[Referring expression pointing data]
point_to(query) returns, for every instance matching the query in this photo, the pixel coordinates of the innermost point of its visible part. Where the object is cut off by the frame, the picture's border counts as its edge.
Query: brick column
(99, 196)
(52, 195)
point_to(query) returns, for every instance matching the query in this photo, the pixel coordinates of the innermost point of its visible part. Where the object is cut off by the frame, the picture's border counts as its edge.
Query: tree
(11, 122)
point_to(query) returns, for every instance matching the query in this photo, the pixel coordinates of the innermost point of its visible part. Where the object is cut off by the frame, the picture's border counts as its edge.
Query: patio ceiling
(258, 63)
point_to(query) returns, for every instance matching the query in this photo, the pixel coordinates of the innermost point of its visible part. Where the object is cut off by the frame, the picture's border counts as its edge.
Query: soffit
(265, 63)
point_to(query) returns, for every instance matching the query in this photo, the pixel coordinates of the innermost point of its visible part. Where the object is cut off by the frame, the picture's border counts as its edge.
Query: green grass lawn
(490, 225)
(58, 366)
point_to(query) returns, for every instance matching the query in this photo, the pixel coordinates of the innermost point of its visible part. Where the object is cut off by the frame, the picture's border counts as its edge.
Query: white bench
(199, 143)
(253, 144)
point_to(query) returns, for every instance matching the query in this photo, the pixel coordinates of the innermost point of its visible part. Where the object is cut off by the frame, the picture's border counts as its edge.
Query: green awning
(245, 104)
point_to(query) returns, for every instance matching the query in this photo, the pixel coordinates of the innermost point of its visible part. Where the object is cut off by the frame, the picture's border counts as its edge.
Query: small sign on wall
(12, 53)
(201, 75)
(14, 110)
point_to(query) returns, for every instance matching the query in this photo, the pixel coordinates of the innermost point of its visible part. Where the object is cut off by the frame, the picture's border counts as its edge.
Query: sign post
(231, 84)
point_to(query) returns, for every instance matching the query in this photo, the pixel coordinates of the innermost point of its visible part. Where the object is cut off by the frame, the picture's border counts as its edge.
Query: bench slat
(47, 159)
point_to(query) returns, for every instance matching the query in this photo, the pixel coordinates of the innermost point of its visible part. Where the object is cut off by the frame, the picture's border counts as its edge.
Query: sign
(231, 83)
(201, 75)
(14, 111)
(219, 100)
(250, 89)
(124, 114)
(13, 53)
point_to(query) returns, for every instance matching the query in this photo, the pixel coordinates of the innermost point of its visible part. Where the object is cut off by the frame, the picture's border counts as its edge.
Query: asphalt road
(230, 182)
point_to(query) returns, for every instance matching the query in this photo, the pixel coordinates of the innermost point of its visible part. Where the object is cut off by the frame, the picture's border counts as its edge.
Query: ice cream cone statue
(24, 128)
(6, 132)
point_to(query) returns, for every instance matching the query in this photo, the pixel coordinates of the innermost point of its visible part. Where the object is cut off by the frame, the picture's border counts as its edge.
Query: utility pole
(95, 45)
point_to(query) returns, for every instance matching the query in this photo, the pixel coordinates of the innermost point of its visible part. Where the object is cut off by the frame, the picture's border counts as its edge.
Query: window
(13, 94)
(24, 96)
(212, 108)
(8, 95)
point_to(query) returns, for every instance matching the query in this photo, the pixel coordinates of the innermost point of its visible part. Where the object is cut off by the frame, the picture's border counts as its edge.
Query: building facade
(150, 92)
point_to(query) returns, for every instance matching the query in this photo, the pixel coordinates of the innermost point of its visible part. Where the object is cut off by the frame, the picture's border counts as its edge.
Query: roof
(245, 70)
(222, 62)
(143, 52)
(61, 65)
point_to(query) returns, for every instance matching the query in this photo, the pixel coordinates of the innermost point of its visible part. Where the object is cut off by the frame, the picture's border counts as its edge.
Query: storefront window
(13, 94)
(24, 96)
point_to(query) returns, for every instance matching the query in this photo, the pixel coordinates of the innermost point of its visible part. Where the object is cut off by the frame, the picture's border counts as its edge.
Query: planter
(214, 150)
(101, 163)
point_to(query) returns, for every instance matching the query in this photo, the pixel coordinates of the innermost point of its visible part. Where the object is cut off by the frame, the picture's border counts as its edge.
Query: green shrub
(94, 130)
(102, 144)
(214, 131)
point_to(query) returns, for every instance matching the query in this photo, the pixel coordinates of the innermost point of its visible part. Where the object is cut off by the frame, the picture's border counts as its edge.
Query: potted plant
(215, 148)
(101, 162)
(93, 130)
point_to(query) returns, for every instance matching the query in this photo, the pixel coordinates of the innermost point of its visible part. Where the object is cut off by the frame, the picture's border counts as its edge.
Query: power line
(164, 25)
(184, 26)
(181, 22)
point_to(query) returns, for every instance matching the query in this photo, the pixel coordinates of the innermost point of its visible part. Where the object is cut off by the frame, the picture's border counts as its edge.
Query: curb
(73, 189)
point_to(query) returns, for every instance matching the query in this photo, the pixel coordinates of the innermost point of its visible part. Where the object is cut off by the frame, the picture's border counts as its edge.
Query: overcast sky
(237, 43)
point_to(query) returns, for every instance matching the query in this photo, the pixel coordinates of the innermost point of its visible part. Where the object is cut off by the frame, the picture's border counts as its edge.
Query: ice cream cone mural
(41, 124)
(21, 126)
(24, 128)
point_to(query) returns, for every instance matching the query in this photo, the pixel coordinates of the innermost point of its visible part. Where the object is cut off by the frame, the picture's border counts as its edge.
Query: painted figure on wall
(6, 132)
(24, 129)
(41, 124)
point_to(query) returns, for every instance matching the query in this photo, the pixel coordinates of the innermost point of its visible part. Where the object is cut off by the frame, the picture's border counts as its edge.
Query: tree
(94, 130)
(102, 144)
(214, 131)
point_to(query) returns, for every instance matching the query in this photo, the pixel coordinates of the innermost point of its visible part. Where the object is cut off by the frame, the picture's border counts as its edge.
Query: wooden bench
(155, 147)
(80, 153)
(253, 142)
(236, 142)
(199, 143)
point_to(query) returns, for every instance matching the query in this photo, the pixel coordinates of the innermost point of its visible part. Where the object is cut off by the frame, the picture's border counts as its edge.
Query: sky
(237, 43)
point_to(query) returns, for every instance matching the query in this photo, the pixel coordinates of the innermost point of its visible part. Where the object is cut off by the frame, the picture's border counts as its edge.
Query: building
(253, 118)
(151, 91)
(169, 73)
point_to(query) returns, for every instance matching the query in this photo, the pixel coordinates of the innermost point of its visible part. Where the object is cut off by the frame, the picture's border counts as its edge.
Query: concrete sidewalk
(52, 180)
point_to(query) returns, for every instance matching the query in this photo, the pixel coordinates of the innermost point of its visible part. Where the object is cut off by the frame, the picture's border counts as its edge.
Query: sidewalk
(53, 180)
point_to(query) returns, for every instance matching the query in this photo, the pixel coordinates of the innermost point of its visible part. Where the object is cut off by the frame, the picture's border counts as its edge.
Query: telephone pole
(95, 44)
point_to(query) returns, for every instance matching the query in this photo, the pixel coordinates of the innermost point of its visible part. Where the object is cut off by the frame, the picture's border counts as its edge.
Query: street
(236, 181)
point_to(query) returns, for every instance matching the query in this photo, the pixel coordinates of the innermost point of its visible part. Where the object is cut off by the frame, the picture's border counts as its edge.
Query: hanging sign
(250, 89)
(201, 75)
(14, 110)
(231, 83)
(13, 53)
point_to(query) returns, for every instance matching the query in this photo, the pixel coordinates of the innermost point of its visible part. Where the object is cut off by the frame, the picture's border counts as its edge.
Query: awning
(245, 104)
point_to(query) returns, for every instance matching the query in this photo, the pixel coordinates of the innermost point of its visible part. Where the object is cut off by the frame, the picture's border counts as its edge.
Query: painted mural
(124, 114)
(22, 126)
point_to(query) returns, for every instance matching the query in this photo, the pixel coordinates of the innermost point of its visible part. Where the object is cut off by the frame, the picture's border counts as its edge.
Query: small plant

◆ WHAT IS NEEDED
Only an exact retyping of the full data will do.

◆ OUTPUT OF THE TASK
point_to(query) returns, for every instance matching the query in this photo, the pixel coordinates of the innermost point of its visible part. Where the object is cut off by the frame, the picture's border counts as its edge.
Query: brick column
(99, 196)
(52, 195)
point_to(query) returns, for every instance matching the query in this photo, the pixel coordinates of the innermost point of its visible part. Where the object is cut off by the frame, the picture's border counts as its edge.
Query: tree
(11, 122)
point_to(query) returns, for every instance matching the query in this photo, the pixel coordinates of the innermost point of its visible part. Where the object is cut off by the frame, the picture's border counts as its edge.
Query: patio ceiling
(258, 63)
point_to(query) returns, for every instance matching the query in this photo, the pixel coordinates of the innermost point of its visible part. Where the object is cut off by the frame, the picture's border counts as its edge.
Query: soffit
(265, 63)
point_to(query) returns, for every instance matching the query in this photo, the pixel coordinates of the innermost point of its visible part. Where the object is cut off by the frame, the picture's border counts as its edge.
Query: green grass lawn
(490, 225)
(58, 366)
point_to(query) returns, for every instance matching the query in this photo, the pixel coordinates of the innermost point of its visible part. Where the object is cut off by the frame, the picture's border counts as its edge.
Query: white bench
(199, 143)
(253, 144)
point_to(query) returns, for every instance matching the query in this photo, the pixel coordinates of the innermost point of its visible part. Where the object is cut off by the frame, the picture's border counts as its edge.
Query: green awning
(245, 104)
point_to(query) returns, for every instance matching the query in this photo, the pixel coordinates of the innermost point of its visible part. Where the object is cut off by the frame, the picture's border counts as its edge.
Query: small sign on wall
(12, 53)
(201, 75)
(14, 110)
point_to(query) returns, for every instance matching the query in this photo, the pixel coordinates of the innermost point of its visible part. Where the object is cut off by the frame, the picture's border counts as its edge.
Query: sign post
(231, 84)
point_to(query) returns, for every instance matching the query in this photo, the pixel coordinates of the innermost point of its visible part. Where the object is cut off by the frame, the picture's border counts as its edge.
Query: bench slat
(47, 159)
point_to(query) returns, for every instance matching the query in this photo, the pixel coordinates of the innermost point of its visible part. Where the object is cut off by the frame, the picture's border counts as its edge.
Query: sign
(231, 83)
(201, 75)
(14, 111)
(219, 100)
(250, 89)
(124, 114)
(13, 53)
point_to(query) returns, for every instance matching the query in this photo, the pixel coordinates of the innermost point of its visible part. Where the object is cut off by the frame, the picture's border counts as its edge.
Query: asphalt road
(230, 182)
point_to(query) returns, for every instance matching the query in this photo, the pixel coordinates of the innermost point of its visible part. Where the object is cut off by the frame, the picture's border counts as its edge.
Query: ice cream cone statue
(24, 128)
(6, 132)
point_to(query) returns, for every instance matching the query in this photo, the pixel coordinates of the innermost point of its visible part. Where the object is cut off by the frame, the picture's border counts as its edge.
Query: utility pole
(95, 45)
point_to(query) returns, for every instance matching the query in this photo, the pixel coordinates of the innermost point of its visible part. Where the object is cut off by the frame, the picture's border counts as its edge.
Query: window
(13, 94)
(24, 96)
(212, 108)
(8, 95)
point_to(query) returns, for every instance matching the query in this photo, the pixel coordinates of the innermost point of its visible part. Where the object is cut off by the frame, the picture's border counts as its edge.
Query: building facade
(150, 92)
point_to(query) returns, for every instance matching the query in this photo, the pixel coordinates of the innermost point of its visible part. Where the object is cut off by the frame, the picture's border counts as its edge.
Query: roof
(245, 70)
(222, 62)
(143, 52)
(61, 65)
point_to(query) returns, for every instance matching the query in this photo, the pixel coordinates of the innermost point of its visible part. Where the object is cut off by the frame, the picture's border counts as its edge.
Query: storefront window
(13, 94)
(24, 96)
point_to(query) returns, for every instance matching the query in this photo, the pixel coordinates of the innermost point of its visible part. Where the object is cut off by the frame, the picture's border counts as its edge.
Query: planter
(214, 150)
(101, 163)
point_to(query) returns, for every instance matching the query in this photo, the pixel coordinates of the innermost point of its visible part. Where the object is cut off by the frame, the picture's border counts as its edge.
Query: green shrub
(94, 130)
(102, 144)
(214, 131)
point_to(query) returns, for every instance matching the query in this photo, the pixel coordinates of the innermost point of its visible part. Where the object is cut off by the frame, the picture's border counts as its edge.
Query: potted plant
(215, 148)
(101, 162)
(93, 130)
point_to(query) returns, for every instance matching the query in this photo, the pixel coordinates of the innermost point of its visible part. Where the object is cut off by the frame, the picture's border counts as its edge.
Query: power line
(164, 25)
(184, 26)
(181, 22)
point_to(query) returns, for every instance matching the query in this photo, the pixel coordinates of the innermost point of its visible part. Where the object is cut off by the frame, the picture's border counts as its edge.
Query: curb
(73, 189)
point_to(query) returns, for every instance matching the query in this photo, the pixel coordinates of the innermost point of its visible part. Where the object is cut off by the frame, the picture's border counts as its edge.
Query: overcast sky
(237, 43)
point_to(query) returns, for every instance matching the query in this photo, the pixel coordinates of the innermost point of its visible part. Where the object is cut off by the frame, the picture's border counts as its edge.
Query: ice cream cone mural
(41, 124)
(21, 126)
(24, 128)
point_to(query) returns, for every instance matching the query in this photo, the pixel coordinates of the innermost point of its visible part. Where the object is cut off by the frame, the picture's border counts as its edge.
Query: painted figure on wall
(6, 132)
(24, 129)
(41, 124)
point_to(query) returns, for every instance matching the query in this photo, the pixel coordinates of the innermost point of its visible part. Where the object is cut off by the frame, the picture's border counts as its edge.
Query: tree
(94, 130)
(102, 144)
(214, 131)
point_to(query) returns, for every instance matching the query in this photo, the pixel coordinates of the innermost point of its visible part. Where the object is cut off by the frame, the picture's border counts as its edge.
Query: wooden bench
(155, 147)
(80, 153)
(253, 142)
(236, 142)
(199, 143)
point_to(query) returns, for every instance matching the query in this photo, the pixel coordinates of the innermost point of its visible part. Where the object is cut off by the frame, the picture's border counts as its edge.
Query: sky
(237, 43)
point_to(query) returns, for every instance matching the query in this photo, the pixel coordinates of the innermost point of its visible part. Where the object is cut off by the frame, the picture's border counts as its edge.
Query: building
(253, 118)
(151, 91)
(169, 73)
point_to(query) returns, for every instance matching the query in this photo, the pixel coordinates of the innermost point of its visible part. Where the object is cut off by the frame, the picture's border counts as its edge.
Query: concrete sidewalk
(52, 180)
point_to(query) returns, for every instance matching the query in this photo, the pixel coordinates of the innermost point of its visible part. Where the object is cut off by the frame, the picture's border counts as its edge.
Query: sidewalk
(53, 180)
point_to(query) returns, for every instance matching the query in this photo, the pixel coordinates of the innermost point of its visible part. Where the object is cut off by the frame, the picture's border counts as its edge.
Query: telephone pole
(95, 44)
point_to(query) returns, for every instance matching the query in this photo, the pixel coordinates of the innermost point of its visible part. Where the object is cut off by the frame, the picture's border counts as its edge.
Query: street
(236, 181)
point_to(query) returns, for every instance matching the query in this photo, the pixel coordinates of the innermost point of its visible part. Where the object is cut off by the frame, the picture's border counts as its edge.
Query: hanging sign
(250, 89)
(201, 75)
(14, 110)
(231, 83)
(13, 53)
point_to(query) returns, for every instance matching the query in this photo, the pixel coordinates of the innermost point of its visible part. Where the object is cut off by the frame, the picture's border counts as its edge.
Query: awning
(245, 104)
point_to(query) returns, for every instance matching the query in this photo, the pixel coordinates of the innermost point of its visible part. Where the object is cut off by the frame, the picture's border counts as its edge.
Query: painted mural
(124, 114)
(22, 126)
point_to(query) returns, for every instance matching the query in this photo, the pixel coordinates of the innermost point of its visible part. Where the object is cut off by the frame, the picture's border counts as its edge.
Query: small plant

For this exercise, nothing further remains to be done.